**CEL ZADANIA 1**.
Oceń, czy stwierdzenia (a), (b) i (c) są zgodne z tekstem źródłowym, i przy każdym podaj „tak” lub „nie” wraz z dokładnym cytatem, który o tym przesądza: (a) Basia była u lekarza i ma przyjść ponownie za dwa tygodnie; (b) autorka wpisu ma coś na swoje wytłumaczenie; (c) autorka płacze już cały dzień.

**TEKST ŹRÓDŁOWY**.
★ ★ ★ ★ ★

Basia kazała Wam przekazać, ze u dr była, badania musi porobić i przyjść za 2 tyg.
 
Hejka Dziewczyny! Wpadam tylko powiedzieć że jestem beznadziejną matką, nienawidzę sama siebie...dzisiaj dałam Miłoszowi mocnego klapsa i darłam się na niego z całych sił. żeby nie było, nie mam nic na swoje wytłumaczenie, wiem że źle zrobiłam i w ogóle ryczę już pół dnia,ale nie daje sobie czasami rady z tym moim Łobuzem...krzyczę z bezsilności bo to co on wymyśla to czasami przekracza moje możliwości myślowe....:wściekła/y::wściekła/y:Jestem do dupy i to tyle...(teraz możecie mnie zlinczować...chyba po to właśnie napisałam).

★ ★ ★ ★ ★

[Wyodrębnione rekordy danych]
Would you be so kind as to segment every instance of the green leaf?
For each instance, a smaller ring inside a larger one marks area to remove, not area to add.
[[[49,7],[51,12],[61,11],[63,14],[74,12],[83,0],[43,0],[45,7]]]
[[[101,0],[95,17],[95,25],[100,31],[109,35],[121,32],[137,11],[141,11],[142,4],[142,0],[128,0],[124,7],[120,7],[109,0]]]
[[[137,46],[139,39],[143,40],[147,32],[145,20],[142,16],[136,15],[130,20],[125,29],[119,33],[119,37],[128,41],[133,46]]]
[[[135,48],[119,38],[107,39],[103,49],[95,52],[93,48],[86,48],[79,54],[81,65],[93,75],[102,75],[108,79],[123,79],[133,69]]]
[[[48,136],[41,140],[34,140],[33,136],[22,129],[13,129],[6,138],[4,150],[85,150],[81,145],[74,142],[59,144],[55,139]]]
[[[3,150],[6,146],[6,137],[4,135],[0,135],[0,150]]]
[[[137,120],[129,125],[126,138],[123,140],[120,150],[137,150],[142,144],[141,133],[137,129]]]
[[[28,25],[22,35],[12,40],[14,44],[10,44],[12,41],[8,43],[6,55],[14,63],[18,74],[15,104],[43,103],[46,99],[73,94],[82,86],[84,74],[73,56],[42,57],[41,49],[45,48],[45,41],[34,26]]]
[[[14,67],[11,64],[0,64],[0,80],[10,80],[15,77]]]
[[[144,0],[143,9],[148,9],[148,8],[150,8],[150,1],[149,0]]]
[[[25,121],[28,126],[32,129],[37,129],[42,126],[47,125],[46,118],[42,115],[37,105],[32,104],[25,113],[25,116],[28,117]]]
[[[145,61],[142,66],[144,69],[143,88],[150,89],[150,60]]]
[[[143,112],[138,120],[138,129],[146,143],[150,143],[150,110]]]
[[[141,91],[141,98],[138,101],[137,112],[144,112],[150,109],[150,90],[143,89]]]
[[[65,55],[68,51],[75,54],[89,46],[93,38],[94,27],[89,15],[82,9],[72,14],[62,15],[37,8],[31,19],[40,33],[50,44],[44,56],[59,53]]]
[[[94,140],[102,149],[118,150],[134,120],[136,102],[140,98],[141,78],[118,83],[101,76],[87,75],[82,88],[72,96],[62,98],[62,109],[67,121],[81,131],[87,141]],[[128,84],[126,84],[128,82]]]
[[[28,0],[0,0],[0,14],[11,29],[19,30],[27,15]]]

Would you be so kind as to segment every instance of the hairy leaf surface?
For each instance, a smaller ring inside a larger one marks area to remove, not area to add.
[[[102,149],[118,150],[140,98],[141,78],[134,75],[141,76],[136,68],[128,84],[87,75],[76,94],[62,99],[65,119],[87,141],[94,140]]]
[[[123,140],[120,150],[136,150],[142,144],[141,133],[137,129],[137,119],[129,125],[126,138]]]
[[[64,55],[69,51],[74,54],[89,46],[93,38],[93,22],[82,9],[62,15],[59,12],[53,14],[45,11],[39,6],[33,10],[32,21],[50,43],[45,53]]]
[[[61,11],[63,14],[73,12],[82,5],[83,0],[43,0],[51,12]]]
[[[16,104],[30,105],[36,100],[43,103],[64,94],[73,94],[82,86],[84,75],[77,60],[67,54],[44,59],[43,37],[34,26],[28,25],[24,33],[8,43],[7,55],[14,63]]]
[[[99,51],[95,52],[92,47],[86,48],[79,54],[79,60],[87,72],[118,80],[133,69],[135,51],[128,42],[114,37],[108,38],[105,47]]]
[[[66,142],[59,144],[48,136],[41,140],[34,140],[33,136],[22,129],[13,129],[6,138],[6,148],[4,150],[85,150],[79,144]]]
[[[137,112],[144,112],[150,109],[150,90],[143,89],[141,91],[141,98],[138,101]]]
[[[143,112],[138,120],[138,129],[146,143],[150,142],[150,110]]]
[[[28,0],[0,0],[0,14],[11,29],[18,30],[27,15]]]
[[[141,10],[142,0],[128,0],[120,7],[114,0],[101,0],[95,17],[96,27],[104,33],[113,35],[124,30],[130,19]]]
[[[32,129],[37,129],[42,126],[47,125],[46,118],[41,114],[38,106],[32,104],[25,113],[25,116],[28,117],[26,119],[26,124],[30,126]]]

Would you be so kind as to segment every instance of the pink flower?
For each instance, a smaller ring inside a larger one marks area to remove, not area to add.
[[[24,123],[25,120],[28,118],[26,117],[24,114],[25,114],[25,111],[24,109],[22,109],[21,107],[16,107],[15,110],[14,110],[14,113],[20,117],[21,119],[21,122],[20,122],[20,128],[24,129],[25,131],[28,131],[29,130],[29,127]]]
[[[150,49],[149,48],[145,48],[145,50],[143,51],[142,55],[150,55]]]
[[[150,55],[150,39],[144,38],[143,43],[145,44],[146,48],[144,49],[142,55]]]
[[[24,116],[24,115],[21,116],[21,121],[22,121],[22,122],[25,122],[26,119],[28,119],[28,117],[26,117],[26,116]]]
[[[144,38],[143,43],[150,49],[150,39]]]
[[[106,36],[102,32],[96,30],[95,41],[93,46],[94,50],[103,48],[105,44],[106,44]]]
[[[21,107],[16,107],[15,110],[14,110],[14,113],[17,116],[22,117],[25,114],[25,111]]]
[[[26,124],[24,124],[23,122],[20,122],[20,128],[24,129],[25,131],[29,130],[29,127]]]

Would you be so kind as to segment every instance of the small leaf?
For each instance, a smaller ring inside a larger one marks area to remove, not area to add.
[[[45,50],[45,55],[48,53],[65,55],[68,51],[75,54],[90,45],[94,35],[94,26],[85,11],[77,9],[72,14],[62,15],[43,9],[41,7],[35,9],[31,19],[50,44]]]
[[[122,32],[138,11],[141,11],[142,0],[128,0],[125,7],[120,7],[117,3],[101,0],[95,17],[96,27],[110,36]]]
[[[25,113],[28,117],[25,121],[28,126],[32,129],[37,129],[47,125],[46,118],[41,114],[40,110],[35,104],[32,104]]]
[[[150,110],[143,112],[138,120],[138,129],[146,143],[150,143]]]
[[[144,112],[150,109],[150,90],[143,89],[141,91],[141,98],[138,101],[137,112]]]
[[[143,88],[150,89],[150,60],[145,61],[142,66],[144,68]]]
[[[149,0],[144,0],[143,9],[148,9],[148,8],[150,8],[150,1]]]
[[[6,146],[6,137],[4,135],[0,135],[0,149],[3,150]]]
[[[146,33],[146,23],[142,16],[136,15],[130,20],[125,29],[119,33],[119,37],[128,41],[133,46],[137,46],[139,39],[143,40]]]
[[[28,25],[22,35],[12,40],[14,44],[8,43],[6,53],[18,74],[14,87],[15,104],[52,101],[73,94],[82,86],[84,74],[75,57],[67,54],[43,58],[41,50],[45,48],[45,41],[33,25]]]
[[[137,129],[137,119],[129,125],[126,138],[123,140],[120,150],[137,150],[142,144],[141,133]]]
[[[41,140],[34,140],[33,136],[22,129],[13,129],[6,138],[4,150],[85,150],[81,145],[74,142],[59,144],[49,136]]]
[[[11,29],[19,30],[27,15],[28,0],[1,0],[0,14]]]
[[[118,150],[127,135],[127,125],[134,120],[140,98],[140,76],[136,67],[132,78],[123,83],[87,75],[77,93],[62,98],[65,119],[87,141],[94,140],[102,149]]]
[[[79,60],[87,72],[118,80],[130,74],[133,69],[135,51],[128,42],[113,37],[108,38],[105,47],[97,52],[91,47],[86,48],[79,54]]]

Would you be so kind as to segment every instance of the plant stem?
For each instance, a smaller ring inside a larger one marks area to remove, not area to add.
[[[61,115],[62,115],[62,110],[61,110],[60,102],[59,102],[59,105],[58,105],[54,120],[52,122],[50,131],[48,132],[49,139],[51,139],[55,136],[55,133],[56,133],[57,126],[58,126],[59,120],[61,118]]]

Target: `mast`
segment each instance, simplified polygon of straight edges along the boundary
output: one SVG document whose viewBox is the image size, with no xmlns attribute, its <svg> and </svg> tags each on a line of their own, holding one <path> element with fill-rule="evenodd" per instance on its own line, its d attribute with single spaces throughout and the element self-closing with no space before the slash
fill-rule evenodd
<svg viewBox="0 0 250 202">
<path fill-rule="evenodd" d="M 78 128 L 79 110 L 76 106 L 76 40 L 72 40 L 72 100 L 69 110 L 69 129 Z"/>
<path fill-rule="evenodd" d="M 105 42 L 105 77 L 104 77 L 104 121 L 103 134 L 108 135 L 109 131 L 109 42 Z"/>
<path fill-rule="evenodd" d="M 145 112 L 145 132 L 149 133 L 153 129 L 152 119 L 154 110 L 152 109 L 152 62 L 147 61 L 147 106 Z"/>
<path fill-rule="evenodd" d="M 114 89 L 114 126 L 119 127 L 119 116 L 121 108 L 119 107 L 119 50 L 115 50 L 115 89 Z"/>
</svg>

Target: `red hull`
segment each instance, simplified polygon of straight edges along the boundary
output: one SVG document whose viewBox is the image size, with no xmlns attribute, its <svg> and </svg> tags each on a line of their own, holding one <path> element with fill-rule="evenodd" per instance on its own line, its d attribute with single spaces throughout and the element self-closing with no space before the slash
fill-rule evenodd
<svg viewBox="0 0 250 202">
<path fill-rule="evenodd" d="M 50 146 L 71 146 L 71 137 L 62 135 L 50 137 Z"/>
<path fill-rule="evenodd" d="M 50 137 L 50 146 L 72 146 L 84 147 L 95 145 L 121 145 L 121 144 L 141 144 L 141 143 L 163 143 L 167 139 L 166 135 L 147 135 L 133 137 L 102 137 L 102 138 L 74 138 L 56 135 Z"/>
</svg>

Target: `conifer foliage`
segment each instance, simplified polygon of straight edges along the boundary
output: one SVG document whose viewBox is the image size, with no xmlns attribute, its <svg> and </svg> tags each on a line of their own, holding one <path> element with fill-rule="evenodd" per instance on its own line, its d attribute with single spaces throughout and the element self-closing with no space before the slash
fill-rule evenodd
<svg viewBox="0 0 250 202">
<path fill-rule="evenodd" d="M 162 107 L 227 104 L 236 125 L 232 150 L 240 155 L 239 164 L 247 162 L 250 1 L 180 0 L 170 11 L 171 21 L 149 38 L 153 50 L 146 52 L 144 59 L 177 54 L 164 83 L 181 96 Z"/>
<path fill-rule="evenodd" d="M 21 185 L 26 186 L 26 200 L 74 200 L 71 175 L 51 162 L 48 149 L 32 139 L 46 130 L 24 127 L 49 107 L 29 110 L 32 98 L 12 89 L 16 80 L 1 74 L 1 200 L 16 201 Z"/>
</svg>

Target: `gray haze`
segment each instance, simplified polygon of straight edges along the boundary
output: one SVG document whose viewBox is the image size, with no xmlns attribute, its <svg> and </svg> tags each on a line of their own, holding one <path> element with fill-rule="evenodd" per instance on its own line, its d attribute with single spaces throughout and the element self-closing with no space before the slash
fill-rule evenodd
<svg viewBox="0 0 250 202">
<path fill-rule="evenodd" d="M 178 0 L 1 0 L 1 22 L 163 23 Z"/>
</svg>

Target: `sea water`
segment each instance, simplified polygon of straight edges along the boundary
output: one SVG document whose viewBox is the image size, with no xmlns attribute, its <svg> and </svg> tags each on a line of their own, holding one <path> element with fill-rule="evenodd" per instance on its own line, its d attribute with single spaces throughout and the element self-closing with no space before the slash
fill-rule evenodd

★ ★ ★ ★ ★

**CEL ZADANIA 2**.
Sformatuj jako listę JSON ciągów znaków wiersze rekordów, zaczynając od pierwszego wiersza rekordów aż po wiersz zawierający "[[[28,0],[0,0],[0,14],[11,29],[19,30],[27,15]]]" włącznie. Każdy wiersz ma być osobnym ciągiem, a puste wiersze należy pominąć.

**PRAWIDŁOWA ODPOWIEDŹ 1**.
(a) Tak: „u dr była, badania musi porobić i przyjść za 2 tyg.”
(b) Nie: „nie mam nic na swoje wytłumaczenie”
(c) Nie: „ryczę już pół dnia”

**PRAWIDŁOWA ODPOWIEDŹ 2**.
[
  "Would you be so kind as to segment every instance of the green leaf?",
  "For each instance, a smaller ring inside a larger one marks area to remove, not area to add.",
  "[[[49,7],[51,12],[61,11],[63,14],[74,12],[83,0],[43,0],[45,7]]]",
  "[[[101,0],[95,17],[95,25],[100,31],[109,35],[121,32],[137,11],[141,11],[142,4],[142,0],[128,0],[124,7],[120,7],[109,0]]]",
  "[[[137,46],[139,39],[143,40],[147,32],[145,20],[142,16],[136,15],[130,20],[125,29],[119,33],[119,37],[128,41],[133,46]]]",
  "[[[135,48],[119,38],[107,39],[103,49],[95,52],[93,48],[86,48],[79,54],[81,65],[93,75],[102,75],[108,79],[123,79],[133,69]]]",
  "[[[48,136],[41,140],[34,140],[33,136],[22,129],[13,129],[6,138],[4,150],[85,150],[81,145],[74,142],[59,144],[55,139]]]",
  "[[[3,150],[6,146],[6,137],[4,135],[0,135],[0,150]]]",
  "[[[137,120],[129,125],[126,138],[123,140],[120,150],[137,150],[142,144],[141,133],[137,129]]]",
  "[[[28,25],[22,35],[12,40],[14,44],[10,44],[12,41],[8,43],[6,55],[14,63],[18,74],[15,104],[43,103],[46,99],[73,94],[82,86],[84,74],[73,56],[42,57],[41,49],[45,48],[45,41],[34,26]]]",
  "[[[14,67],[11,64],[0,64],[0,80],[10,80],[15,77]]]",
  "[[[144,0],[143,9],[148,9],[148,8],[150,8],[150,1],[149,0]]]",
  "[[[25,121],[28,126],[32,129],[37,129],[42,126],[47,125],[46,118],[42,115],[37,105],[32,104],[25,113],[25,116],[28,117]]]",
  "[[[145,61],[142,66],[144,69],[143,88],[150,89],[150,60]]]",
  "[[[143,112],[138,120],[138,129],[146,143],[150,143],[150,110]]]",
  "[[[141,91],[141,98],[138,101],[137,112],[144,112],[150,109],[150,90],[143,89]]]",
  "[[[65,55],[68,51],[75,54],[89,46],[93,38],[94,27],[89,15],[82,9],[72,14],[62,15],[37,8],[31,19],[40,33],[50,44],[44,56],[59,53]]]",
  "[[[94,140],[102,149],[118,150],[134,120],[136,102],[140,98],[141,78],[118,83],[101,76],[87,75],[82,88],[72,96],[62,98],[62,109],[67,121],[81,131],[87,141]],[[128,84],[126,84],[128,82]]]",
  "[[[28,0],[0,0],[0,14],[11,29],[19,30],[27,15]]]"
]